Anggota Komisi VII DPR RI, Mulyanto (jawapos.com)
JAKARTA, JMI -- Rencana Pemerintah untuk menghapus
listrik berkapasitas 450 VA sebagai upaya menyerap listrik milik PT PLN
(Persero) yang saat ini sedang mengalami oversupply dipandang sebagai sebuah
kebijakan yang tidak pro rakyat. Dengan kata lain, pemerintah lebih memilih
mengorbankan rakyatnya untuk membeli listrik lebih mahal ketimbang melakukan
rencana lain.
Anggota Komisi VII DPR RI, Mulyanto menegaskan, kebijakan
pemerintah menghapus daya pelanggan listrik 450 VA tidak berperasaan dan
terburu-buru. Mulyanto meminta Pemerintah cermat dan komprehensif
mengatasi surplus listrik (oversupply) PLN.
"Jangan sampai rakyat dikorbankan dengan
menghapus daya pelanggan 450 VA. Jangan sampai kesalahan Pemerintah merencanaan
kebutuhan listrik ditimpakan kepada rakyat kecil. Ini tidak adil.," kata
Mulyanto kepada wartawan, Rabu (14/9).

Informasi Sumber

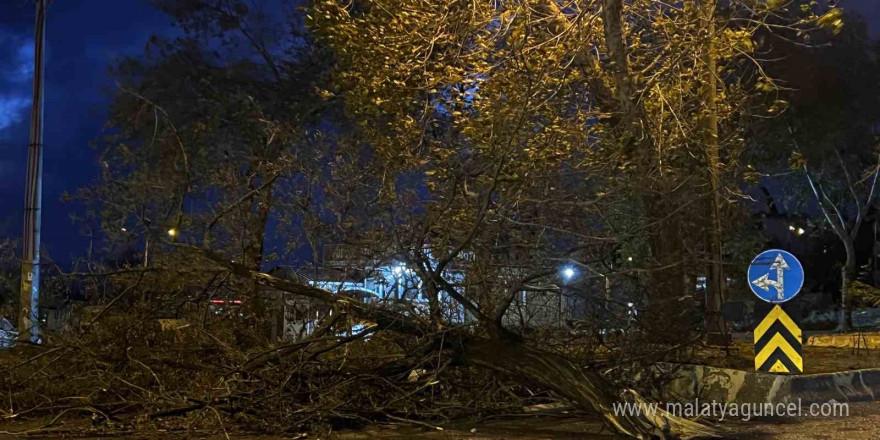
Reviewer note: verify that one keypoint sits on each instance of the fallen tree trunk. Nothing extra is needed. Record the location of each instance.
---
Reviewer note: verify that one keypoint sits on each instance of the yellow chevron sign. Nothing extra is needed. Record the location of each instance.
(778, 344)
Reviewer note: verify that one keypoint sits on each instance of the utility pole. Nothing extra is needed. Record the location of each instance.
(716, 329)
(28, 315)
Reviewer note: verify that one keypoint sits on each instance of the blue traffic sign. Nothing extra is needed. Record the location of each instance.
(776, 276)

Tujuan Anda
Kutip dengan tepat bagian kutipan dokumen tentang penghapusan daya listrik 450 VA, mulai dari "Anggota Komisi VII DPR RI, Mulyanto menegaskan, kebijakan" sampai dengan "listrik (oversupply) PLN.".

Area Jawaban
Anggota Komisi VII DPR RI, Mulyanto menegaskan, kebijakan
pemerintah menghapus daya pelanggan listrik 450 VA tidak berperasaan dan
terburu-buru. Mulyanto meminta Pemerintah cermat dan komprehensif
mengatasi surplus listrik (oversupply) PLN.